- What you have to do -
Find how many lines of the following entries contain "girl". Reply with the number alone.

- Provided records -
┄┄┄┄┄┄┄┄┄┄┄┄┄┄┄┄┄┄┄┄

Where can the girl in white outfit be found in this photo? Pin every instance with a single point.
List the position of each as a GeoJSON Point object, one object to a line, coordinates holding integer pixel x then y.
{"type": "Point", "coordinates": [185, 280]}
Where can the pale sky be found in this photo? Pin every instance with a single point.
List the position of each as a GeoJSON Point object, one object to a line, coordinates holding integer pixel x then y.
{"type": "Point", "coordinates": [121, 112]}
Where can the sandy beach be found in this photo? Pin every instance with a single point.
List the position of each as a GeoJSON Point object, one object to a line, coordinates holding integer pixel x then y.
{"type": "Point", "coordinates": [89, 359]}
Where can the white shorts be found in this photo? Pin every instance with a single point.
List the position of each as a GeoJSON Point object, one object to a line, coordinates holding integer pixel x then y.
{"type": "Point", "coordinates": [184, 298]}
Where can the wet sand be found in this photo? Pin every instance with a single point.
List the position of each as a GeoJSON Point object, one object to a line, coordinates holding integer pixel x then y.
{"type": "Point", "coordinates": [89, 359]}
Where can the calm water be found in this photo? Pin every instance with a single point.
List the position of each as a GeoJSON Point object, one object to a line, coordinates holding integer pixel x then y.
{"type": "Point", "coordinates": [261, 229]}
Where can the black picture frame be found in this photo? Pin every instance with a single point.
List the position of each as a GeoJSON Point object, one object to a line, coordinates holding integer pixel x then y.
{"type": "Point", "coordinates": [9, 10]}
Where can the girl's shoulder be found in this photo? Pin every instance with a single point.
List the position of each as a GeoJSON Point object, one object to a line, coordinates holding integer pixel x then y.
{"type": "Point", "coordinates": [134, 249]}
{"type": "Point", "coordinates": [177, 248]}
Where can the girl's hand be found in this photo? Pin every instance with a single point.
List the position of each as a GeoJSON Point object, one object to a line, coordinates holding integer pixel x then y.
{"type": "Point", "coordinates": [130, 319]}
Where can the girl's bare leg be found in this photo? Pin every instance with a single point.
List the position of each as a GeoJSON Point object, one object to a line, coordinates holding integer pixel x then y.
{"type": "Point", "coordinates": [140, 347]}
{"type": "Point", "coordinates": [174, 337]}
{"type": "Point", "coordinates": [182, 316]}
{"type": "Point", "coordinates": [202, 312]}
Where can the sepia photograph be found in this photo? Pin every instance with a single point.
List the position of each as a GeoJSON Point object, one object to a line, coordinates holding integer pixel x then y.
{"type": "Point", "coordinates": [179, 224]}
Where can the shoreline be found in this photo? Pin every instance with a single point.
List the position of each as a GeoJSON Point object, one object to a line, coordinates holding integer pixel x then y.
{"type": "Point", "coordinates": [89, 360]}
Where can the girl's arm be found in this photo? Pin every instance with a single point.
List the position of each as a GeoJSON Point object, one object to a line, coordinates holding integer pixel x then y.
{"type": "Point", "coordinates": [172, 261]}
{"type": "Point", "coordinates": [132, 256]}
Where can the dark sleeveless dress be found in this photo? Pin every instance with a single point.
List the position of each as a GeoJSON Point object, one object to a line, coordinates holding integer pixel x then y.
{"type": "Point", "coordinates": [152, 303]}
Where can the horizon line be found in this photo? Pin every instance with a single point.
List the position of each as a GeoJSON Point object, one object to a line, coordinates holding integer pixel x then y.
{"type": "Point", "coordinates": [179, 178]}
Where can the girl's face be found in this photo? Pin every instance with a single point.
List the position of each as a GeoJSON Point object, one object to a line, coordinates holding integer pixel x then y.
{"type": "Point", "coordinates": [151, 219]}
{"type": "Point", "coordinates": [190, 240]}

┄┄┄┄┄┄┄┄┄┄┄┄┄┄┄┄┄┄┄┄

- Answer to this exercise -
6